#### Stored data

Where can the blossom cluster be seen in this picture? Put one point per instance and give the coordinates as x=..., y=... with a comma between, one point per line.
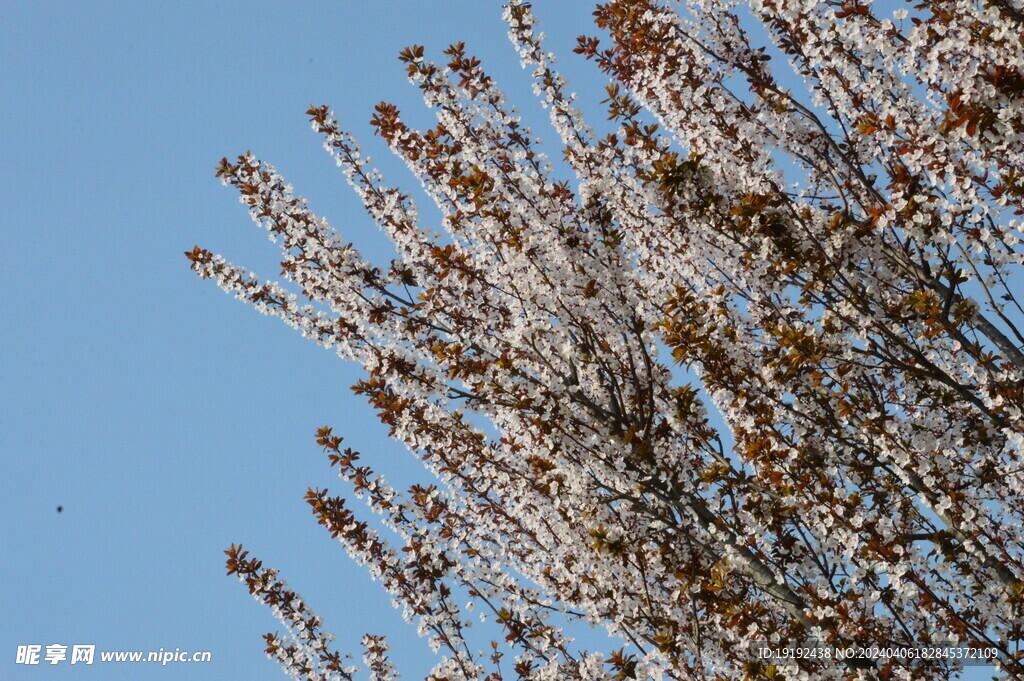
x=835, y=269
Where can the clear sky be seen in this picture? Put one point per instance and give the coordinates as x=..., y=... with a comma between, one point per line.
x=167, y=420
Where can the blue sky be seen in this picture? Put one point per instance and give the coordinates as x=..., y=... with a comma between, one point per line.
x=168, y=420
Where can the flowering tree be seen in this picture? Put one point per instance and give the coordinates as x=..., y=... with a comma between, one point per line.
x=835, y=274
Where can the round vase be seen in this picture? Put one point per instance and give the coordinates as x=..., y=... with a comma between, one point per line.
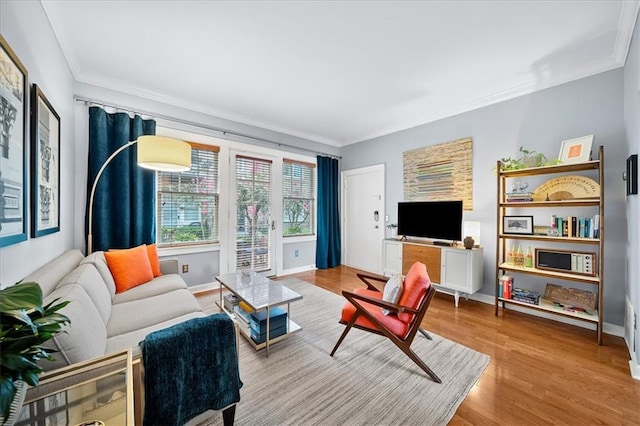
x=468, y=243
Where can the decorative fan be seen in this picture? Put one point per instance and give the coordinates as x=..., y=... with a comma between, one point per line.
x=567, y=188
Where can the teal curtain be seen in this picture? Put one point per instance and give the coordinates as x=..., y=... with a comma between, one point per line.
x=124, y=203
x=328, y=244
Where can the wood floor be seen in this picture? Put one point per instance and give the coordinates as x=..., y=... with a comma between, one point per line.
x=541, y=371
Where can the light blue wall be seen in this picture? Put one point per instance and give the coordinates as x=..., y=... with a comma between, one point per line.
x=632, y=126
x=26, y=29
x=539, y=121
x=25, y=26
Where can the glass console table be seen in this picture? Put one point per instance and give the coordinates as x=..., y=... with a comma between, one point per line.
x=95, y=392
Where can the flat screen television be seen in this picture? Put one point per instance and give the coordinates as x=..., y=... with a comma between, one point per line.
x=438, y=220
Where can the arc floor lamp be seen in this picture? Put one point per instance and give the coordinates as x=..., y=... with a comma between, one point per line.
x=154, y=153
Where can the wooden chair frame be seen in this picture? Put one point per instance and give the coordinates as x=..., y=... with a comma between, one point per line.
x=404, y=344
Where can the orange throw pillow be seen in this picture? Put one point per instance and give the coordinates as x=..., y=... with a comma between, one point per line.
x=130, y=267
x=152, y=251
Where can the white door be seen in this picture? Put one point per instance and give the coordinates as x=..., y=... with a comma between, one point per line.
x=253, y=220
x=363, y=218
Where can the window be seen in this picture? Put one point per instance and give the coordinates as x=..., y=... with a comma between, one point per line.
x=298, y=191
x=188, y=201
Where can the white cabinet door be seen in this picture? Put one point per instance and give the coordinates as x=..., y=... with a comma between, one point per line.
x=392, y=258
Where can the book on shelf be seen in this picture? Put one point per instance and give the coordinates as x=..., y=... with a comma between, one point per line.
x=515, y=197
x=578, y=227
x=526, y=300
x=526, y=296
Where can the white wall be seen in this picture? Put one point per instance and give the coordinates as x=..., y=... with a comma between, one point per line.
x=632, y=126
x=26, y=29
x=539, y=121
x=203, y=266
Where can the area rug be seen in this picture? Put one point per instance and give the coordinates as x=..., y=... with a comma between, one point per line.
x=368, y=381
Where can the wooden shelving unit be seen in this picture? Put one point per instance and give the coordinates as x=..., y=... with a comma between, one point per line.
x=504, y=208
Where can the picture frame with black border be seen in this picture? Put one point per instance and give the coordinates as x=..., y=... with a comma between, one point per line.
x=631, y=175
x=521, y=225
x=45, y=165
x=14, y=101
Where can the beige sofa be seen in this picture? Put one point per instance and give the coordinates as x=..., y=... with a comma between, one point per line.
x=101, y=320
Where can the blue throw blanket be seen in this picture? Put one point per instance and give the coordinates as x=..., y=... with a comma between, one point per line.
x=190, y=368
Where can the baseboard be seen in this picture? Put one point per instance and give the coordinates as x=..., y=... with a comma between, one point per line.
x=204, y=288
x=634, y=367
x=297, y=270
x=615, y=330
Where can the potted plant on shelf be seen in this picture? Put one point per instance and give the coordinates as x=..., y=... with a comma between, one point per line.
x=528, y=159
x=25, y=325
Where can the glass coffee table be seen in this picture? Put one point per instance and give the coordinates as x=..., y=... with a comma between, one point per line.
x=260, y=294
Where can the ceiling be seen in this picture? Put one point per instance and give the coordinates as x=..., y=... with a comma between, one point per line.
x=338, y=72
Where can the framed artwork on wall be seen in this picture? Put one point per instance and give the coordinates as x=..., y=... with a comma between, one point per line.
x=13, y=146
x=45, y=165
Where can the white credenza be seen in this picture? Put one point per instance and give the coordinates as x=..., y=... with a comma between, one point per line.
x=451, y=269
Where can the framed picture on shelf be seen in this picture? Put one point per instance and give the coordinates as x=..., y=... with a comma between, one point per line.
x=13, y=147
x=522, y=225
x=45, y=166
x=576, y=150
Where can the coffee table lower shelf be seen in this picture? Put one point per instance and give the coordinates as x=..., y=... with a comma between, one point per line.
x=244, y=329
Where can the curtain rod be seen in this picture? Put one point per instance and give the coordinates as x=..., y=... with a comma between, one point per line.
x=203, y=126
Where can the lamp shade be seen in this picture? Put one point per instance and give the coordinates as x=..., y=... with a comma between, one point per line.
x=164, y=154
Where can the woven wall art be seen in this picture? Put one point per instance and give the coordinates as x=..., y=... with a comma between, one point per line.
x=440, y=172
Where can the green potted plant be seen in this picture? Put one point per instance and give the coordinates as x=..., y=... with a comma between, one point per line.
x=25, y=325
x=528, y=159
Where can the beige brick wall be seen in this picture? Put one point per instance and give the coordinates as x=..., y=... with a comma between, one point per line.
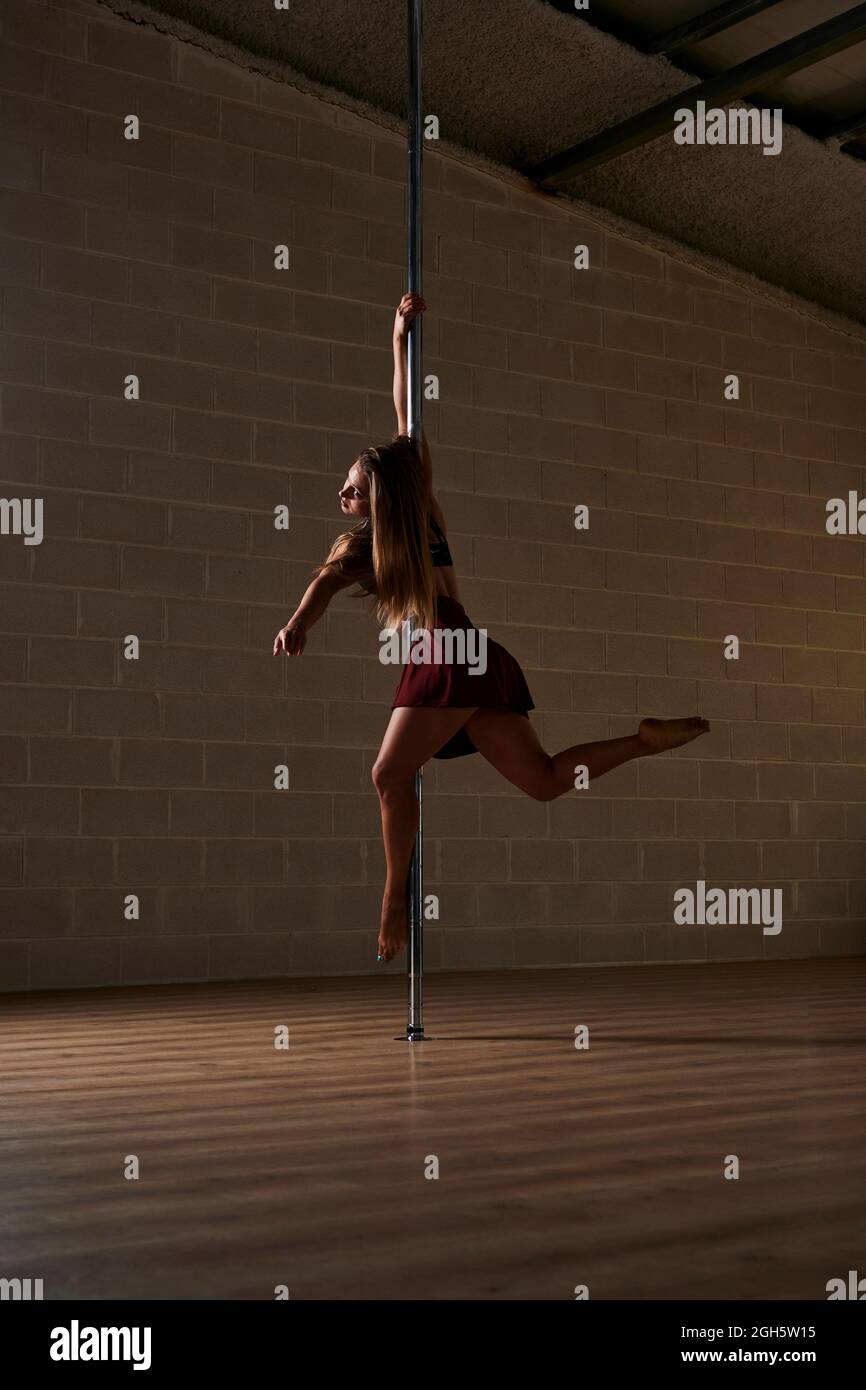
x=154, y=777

########

> Exercise instructions
Rewrite everything from the line containing "Where can the flat" down to the line containing "x=154, y=153", both included, with the requests unchanged. Scale every coordinate in the answers by 2.45, rounding to whole numbers with halves going up, and give only these lines.

> Correct response
Where can the flat screen television be seen in this picture? Put one point per instance and give the coordinates as x=..., y=... with a comma between, one point per line.
x=1073, y=539
Where can the arc floor lamp be seen in this picture? Put one point per instance and give the coordinates as x=..., y=... with a comma between, one point per line.
x=377, y=375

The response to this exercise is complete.